= DATA PROVIDED =
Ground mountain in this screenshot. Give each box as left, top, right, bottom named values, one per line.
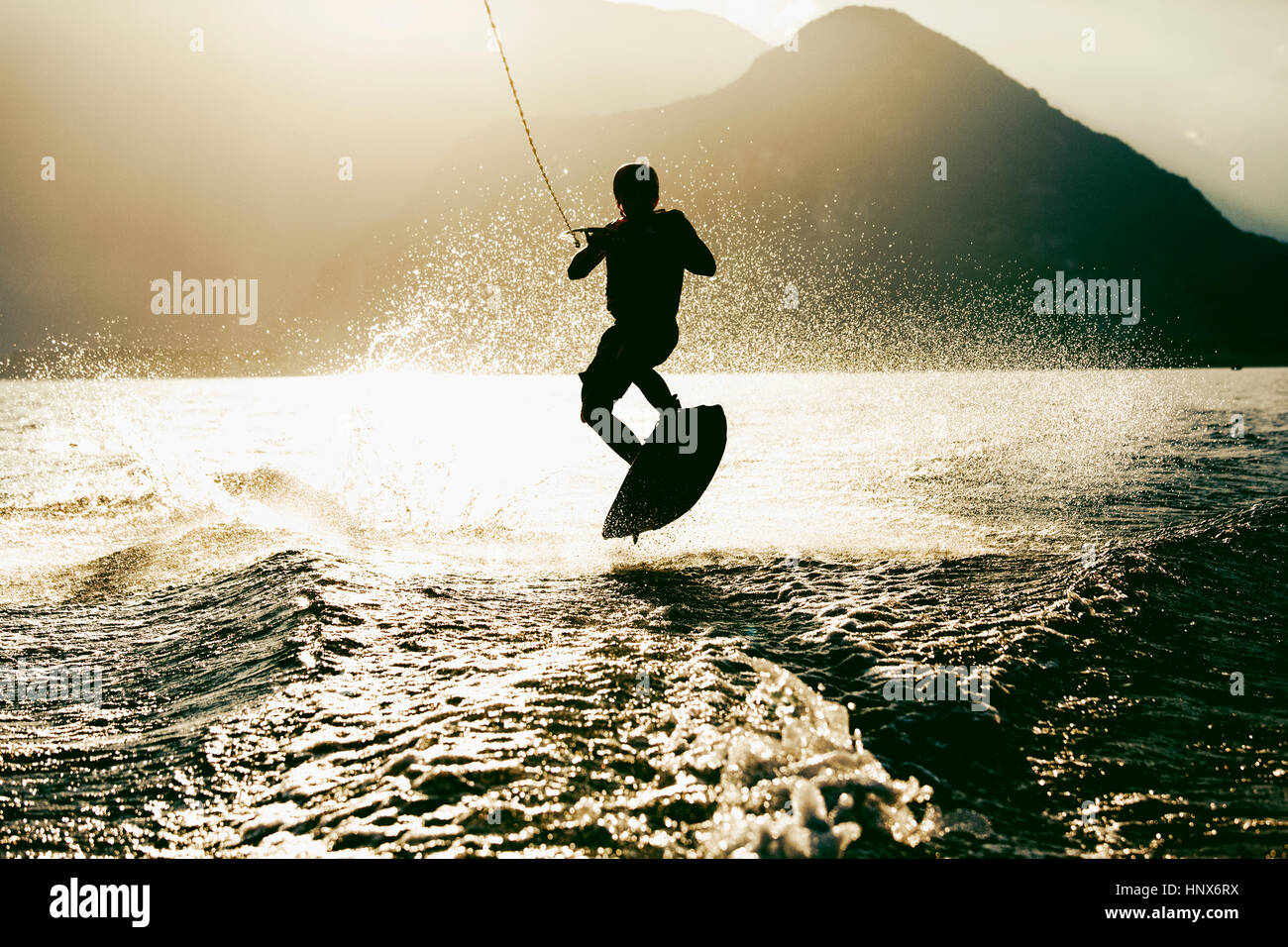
left=0, top=0, right=765, bottom=366
left=308, top=8, right=1288, bottom=371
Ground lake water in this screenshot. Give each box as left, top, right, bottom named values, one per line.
left=0, top=369, right=1288, bottom=857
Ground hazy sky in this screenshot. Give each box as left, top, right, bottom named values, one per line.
left=617, top=0, right=1288, bottom=240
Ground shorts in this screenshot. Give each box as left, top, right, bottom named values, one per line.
left=579, top=320, right=680, bottom=404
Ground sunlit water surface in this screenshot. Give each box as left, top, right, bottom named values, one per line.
left=0, top=369, right=1288, bottom=857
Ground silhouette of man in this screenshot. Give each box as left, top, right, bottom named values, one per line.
left=568, top=163, right=716, bottom=464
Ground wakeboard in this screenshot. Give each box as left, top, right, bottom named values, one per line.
left=604, top=404, right=729, bottom=541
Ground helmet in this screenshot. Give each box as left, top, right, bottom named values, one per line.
left=613, top=162, right=658, bottom=210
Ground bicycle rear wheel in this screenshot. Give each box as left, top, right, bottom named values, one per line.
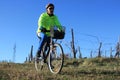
left=48, top=43, right=64, bottom=74
left=35, top=43, right=47, bottom=71
left=35, top=51, right=44, bottom=71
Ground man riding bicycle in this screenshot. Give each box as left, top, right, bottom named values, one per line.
left=37, top=3, right=62, bottom=62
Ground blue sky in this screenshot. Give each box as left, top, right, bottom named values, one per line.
left=0, top=0, right=120, bottom=63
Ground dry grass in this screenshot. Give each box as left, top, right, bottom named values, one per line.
left=0, top=58, right=120, bottom=80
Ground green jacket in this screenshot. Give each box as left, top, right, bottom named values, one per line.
left=37, top=12, right=62, bottom=36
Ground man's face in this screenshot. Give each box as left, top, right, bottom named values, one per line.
left=47, top=6, right=54, bottom=15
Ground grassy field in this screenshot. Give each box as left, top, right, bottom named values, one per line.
left=0, top=58, right=120, bottom=80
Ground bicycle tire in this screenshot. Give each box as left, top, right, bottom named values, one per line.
left=48, top=43, right=64, bottom=74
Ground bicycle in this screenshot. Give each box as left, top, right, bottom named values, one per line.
left=35, top=28, right=65, bottom=74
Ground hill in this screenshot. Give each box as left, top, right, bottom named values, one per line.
left=0, top=58, right=120, bottom=80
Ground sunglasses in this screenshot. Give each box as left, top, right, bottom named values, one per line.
left=48, top=8, right=54, bottom=10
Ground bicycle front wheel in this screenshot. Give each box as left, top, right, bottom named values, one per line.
left=48, top=43, right=64, bottom=74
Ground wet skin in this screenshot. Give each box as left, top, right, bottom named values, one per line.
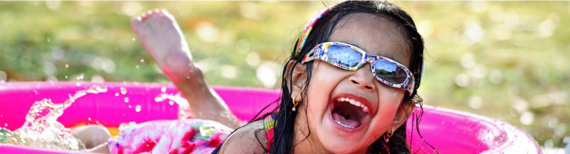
left=293, top=13, right=410, bottom=153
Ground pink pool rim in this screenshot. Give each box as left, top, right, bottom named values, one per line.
left=0, top=82, right=542, bottom=154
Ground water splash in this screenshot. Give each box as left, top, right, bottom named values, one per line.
left=135, top=105, right=141, bottom=112
left=154, top=93, right=192, bottom=120
left=0, top=86, right=107, bottom=151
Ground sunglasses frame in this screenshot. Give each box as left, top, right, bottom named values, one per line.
left=302, top=42, right=415, bottom=95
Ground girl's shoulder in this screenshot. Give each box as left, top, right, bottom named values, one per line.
left=220, top=120, right=267, bottom=154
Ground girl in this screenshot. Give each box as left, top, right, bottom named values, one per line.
left=85, top=1, right=430, bottom=153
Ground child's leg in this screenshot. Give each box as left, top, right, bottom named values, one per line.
left=131, top=10, right=239, bottom=129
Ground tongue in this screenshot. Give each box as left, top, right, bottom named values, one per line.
left=332, top=112, right=360, bottom=128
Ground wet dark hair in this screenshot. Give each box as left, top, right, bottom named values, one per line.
left=213, top=1, right=430, bottom=154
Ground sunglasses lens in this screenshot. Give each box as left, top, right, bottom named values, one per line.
left=374, top=60, right=408, bottom=84
left=327, top=45, right=362, bottom=67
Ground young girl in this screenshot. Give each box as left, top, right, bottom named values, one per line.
left=82, top=1, right=424, bottom=153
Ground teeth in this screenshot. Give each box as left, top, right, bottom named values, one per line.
left=332, top=97, right=368, bottom=112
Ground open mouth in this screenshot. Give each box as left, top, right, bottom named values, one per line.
left=331, top=96, right=370, bottom=129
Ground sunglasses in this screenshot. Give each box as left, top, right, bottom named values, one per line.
left=302, top=42, right=414, bottom=95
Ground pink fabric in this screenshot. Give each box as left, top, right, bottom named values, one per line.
left=109, top=119, right=232, bottom=154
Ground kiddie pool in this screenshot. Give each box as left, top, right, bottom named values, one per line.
left=0, top=82, right=542, bottom=154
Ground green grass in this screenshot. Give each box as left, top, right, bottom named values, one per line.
left=0, top=1, right=570, bottom=147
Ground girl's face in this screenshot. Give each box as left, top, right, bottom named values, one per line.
left=294, top=13, right=410, bottom=153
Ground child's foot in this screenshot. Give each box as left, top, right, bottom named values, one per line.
left=71, top=125, right=111, bottom=149
left=131, top=10, right=239, bottom=129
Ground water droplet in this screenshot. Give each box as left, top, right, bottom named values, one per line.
left=77, top=74, right=85, bottom=80
left=121, top=87, right=127, bottom=95
left=135, top=105, right=141, bottom=112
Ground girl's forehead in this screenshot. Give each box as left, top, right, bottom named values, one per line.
left=329, top=13, right=410, bottom=67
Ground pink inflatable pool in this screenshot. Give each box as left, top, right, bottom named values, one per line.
left=0, top=82, right=541, bottom=154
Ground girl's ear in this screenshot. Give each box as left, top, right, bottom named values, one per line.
left=389, top=100, right=415, bottom=133
left=284, top=60, right=307, bottom=99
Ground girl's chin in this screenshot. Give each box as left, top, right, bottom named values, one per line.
left=323, top=109, right=369, bottom=141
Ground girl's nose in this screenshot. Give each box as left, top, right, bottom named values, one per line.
left=348, top=64, right=376, bottom=91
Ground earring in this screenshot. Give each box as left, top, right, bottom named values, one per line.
left=293, top=96, right=299, bottom=112
left=384, top=128, right=394, bottom=143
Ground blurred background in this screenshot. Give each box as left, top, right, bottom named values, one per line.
left=0, top=1, right=570, bottom=152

= TASK PROMPT =
Starting at the row that contains "Ground teeth in" and stopping after the row that contains "left=332, top=97, right=368, bottom=112", rewrite every line in that span, adding 61 to each bounding-box coordinate in the answers and leaving everything else unchanged.

= WRITTEN RESPONSE =
Ground teeth in this screenshot. Give each box as left, top, right, bottom named values, one per line.
left=393, top=158, right=429, bottom=173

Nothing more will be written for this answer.